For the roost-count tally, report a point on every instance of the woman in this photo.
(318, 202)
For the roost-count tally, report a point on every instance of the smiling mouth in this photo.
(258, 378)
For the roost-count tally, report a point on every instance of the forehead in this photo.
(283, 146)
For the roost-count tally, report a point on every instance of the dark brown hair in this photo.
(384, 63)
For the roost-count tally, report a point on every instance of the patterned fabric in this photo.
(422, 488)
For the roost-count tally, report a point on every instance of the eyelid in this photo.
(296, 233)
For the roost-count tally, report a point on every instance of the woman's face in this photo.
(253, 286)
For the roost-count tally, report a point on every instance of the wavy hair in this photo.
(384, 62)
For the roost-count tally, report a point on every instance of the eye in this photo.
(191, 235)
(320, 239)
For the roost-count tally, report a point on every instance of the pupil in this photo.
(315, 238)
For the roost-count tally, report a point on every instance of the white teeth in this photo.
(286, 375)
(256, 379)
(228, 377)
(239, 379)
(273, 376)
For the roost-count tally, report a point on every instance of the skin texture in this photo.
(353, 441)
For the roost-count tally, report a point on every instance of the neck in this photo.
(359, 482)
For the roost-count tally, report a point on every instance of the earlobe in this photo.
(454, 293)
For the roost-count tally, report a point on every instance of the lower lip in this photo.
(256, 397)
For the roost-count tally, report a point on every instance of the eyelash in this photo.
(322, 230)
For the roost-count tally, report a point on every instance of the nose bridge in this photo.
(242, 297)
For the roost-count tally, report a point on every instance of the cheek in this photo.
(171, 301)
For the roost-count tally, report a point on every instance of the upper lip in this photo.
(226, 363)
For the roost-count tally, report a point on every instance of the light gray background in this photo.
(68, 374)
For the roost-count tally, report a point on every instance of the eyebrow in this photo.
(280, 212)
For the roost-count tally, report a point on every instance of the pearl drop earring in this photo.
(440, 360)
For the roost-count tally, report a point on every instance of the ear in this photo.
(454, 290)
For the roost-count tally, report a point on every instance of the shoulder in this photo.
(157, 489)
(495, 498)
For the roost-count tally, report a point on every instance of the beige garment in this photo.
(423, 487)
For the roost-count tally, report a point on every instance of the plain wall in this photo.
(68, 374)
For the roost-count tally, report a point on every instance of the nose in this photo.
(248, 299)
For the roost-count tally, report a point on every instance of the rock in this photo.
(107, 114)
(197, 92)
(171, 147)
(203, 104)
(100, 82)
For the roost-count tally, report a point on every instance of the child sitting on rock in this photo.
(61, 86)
● ● ● ● ● ● ●
Task statement:
Please convert every line of the records above into a JSON list of strings, one string per line, with blank lines left out.

Solution to the exercise:
[
  "For the roost-count tally, report a point on every instance of the woman in this photo.",
  "(318, 202)",
  "For the roost-count tally, report a point on every instance of the smiling mouth in this photo.",
  "(258, 378)",
  "For the roost-count tally, report a point on every instance of the forehead in this photo.",
  "(283, 146)",
  "For the roost-count tally, report a point on every instance of the dark brown hair in this photo.",
  "(384, 63)",
  "For the roost-count tally, report a point on every instance of the patterned fabric in this photo.",
  "(422, 488)",
  "For the roost-count tally, report a point on every instance of the eyelid in this photo.",
  "(296, 233)",
  "For the roost-count tally, report a point on every instance of the woman's face in this photo.",
  "(253, 286)",
  "For the roost-count tally, report a point on every instance of the wavy hair in this photo.",
  "(384, 62)",
  "For the roost-count tally, report a point on every instance of the eye in this photo.",
  "(191, 235)",
  "(320, 239)",
  "For the roost-count tally, report a point on every instance of the pupil in this photo.",
  "(315, 238)",
  "For the roost-count tally, report a point on every instance of the white teeth in this photo.",
  "(286, 375)",
  "(256, 379)",
  "(228, 377)",
  "(239, 379)",
  "(273, 376)",
  "For the roost-count tally, report a point on every instance of the skin texture in this photo.",
  "(353, 441)",
  "For the roost-count tally, report a point on every instance of the neck in this photo.",
  "(359, 482)",
  "For the roost-count tally, report a point on every instance of the earlobe in this photo.",
  "(454, 293)",
  "For the roost-count tally, report a point on every instance of the lower lip in this photo.",
  "(256, 397)",
  "For the roost-count tally, report a point on every instance of the eyelash in this photo.",
  "(322, 230)",
  "For the roost-count tally, report a point on every instance of the nose bridge in this photo.",
  "(242, 297)",
  "For the roost-count tally, report a point on every instance of the cheek in this photo.",
  "(171, 301)",
  "For the roost-count tally, report a point on every instance of the upper lip in this photo.",
  "(226, 363)",
  "For the roost-count tally, report a point on every instance of the light gray background in this photo.",
  "(68, 374)",
  "For the roost-count tally, report a point on every instance of the eyebrow in this photo.",
  "(280, 212)",
  "For the roost-count tally, report a point on every instance of the pearl drop earring in this photo.",
  "(440, 360)",
  "For the roost-count tally, report a point on every instance of the ear in this photo.",
  "(454, 290)",
  "For the roost-count tally, report a point on every instance of the shoulder in this photo.",
  "(157, 489)",
  "(495, 498)",
  "For the roost-count tally, report a point on every instance of the beige garment in this photo.",
  "(423, 487)",
  "For the roost-count tally, report a point on every instance of the plain wall in this photo.",
  "(68, 374)",
  "For the roost-count tally, report a point on every instance of the nose in this photo.",
  "(248, 299)",
  "For the roost-count tally, report a point on every instance of the rock in this photo.",
  "(107, 114)",
  "(197, 92)",
  "(171, 147)",
  "(203, 104)",
  "(100, 82)",
  "For the roost-count tally, report a point on every instance of the child sitting on rock in this photo.",
  "(61, 86)"
]